GIVEN DATA section start
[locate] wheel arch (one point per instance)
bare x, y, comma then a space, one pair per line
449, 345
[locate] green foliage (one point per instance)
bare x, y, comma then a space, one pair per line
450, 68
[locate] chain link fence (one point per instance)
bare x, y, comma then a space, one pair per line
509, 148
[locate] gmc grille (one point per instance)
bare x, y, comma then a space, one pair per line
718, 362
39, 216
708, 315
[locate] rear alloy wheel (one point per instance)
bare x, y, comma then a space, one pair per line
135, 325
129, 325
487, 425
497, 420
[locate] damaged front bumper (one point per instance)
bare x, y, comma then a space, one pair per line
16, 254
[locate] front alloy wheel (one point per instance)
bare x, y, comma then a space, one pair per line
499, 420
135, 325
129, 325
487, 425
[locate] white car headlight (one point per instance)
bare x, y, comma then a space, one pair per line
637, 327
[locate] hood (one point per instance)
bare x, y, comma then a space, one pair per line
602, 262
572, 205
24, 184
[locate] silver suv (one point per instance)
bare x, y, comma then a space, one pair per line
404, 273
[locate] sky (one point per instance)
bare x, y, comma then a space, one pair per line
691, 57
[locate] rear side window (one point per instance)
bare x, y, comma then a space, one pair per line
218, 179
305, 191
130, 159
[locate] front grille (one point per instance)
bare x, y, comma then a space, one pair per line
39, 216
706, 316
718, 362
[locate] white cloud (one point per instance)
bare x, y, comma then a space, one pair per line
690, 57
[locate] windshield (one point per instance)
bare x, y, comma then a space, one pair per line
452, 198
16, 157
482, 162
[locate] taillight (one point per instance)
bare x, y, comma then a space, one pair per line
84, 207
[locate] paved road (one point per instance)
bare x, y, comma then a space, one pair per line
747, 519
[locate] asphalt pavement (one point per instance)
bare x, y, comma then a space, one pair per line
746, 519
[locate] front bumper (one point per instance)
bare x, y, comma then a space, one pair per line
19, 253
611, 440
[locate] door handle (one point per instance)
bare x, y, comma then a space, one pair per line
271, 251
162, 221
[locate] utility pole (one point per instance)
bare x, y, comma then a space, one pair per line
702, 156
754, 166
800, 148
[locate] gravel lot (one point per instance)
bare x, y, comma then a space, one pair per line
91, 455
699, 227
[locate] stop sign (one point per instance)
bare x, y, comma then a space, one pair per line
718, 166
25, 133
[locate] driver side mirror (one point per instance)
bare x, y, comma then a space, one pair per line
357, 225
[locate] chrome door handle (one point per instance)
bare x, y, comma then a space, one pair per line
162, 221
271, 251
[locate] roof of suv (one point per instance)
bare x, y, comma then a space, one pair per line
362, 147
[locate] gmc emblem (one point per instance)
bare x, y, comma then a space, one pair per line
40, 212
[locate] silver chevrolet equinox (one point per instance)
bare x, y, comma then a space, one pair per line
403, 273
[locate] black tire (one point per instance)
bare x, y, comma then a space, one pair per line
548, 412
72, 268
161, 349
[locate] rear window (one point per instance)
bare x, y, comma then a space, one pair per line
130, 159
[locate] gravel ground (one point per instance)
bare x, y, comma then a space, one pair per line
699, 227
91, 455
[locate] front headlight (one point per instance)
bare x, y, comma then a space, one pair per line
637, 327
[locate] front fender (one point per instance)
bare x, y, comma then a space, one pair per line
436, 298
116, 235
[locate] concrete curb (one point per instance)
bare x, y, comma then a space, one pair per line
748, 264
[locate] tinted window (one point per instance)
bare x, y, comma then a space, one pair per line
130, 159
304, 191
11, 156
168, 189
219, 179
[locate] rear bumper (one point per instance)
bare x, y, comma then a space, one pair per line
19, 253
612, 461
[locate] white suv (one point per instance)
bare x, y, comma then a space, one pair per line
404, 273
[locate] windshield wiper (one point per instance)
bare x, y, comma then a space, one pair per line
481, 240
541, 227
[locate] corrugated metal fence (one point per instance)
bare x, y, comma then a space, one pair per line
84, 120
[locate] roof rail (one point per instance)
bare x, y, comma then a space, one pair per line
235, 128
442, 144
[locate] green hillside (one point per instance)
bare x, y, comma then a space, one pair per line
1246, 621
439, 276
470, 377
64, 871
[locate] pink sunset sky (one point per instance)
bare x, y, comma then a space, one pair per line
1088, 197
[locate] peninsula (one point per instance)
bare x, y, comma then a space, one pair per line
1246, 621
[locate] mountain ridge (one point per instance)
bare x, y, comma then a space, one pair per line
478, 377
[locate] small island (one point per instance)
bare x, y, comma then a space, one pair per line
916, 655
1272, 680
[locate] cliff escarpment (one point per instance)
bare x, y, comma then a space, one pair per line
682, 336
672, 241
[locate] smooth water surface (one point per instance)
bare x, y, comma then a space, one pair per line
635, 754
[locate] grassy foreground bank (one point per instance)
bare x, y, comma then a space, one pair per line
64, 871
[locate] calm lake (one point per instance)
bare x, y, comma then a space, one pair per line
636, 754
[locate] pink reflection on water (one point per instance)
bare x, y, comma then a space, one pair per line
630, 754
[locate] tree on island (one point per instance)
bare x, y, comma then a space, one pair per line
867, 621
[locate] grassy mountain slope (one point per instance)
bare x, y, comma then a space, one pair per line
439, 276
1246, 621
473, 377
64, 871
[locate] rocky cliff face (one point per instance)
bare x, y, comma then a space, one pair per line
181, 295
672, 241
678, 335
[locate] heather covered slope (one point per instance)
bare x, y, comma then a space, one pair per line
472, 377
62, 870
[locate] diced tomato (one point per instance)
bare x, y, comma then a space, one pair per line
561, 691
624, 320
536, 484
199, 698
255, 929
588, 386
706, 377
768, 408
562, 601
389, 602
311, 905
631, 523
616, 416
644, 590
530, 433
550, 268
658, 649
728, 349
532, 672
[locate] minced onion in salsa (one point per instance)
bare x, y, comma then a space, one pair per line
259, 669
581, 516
GIVEN DATA section end
EXERCISE AIM >> Beginning at the first line of the records, give again each line exactly as written, ending with the line that contains "[locate] white cloud (one point per instance)".

OUTPUT BELOW >>
[locate] wheel arch (one point per instance)
bare x, y, comma then a space, one pair per line
449, 345
[locate] green foliage (one point per instance)
bare x, y, comma then a space, one pair per line
450, 68
[locate] chain link fence (one point per instance)
bare x, y, comma then a space, one pair per line
509, 148
[locate] gmc grille (one point per instance)
bare x, y, comma then a space, one pair per line
718, 362
39, 216
708, 315
[locate] rear alloy wheel (one point per instance)
bare x, y, comma then a space, one pair per line
135, 325
129, 325
487, 425
497, 420
[locate] damaged front bumper (one point per instance)
bare x, y, comma then a space, one pair per line
16, 254
[locate] front alloy wheel (one point per instance)
bare x, y, comma then a space, one pair per line
499, 420
135, 325
129, 325
487, 425
[locate] white car headlight (one point per instance)
bare x, y, comma then a space, one pair per line
637, 327
[locate] hood (one point per instance)
bare x, y, comma then a space, one pair per line
602, 262
572, 205
24, 184
[locate] silver suv (one point per instance)
bare x, y, comma then a space, one pair per line
404, 273
[locate] sky (one point per instance)
bare x, y, comma then a space, one pair per line
691, 57
[locate] rear side window (one point per instance)
bare x, y, comma then a space, one pair per line
218, 179
305, 191
130, 159
[locate] front grille (one point per instance)
bare x, y, comma then a space, one pair per line
39, 216
706, 316
718, 362
[locate] white cloud (one point per instance)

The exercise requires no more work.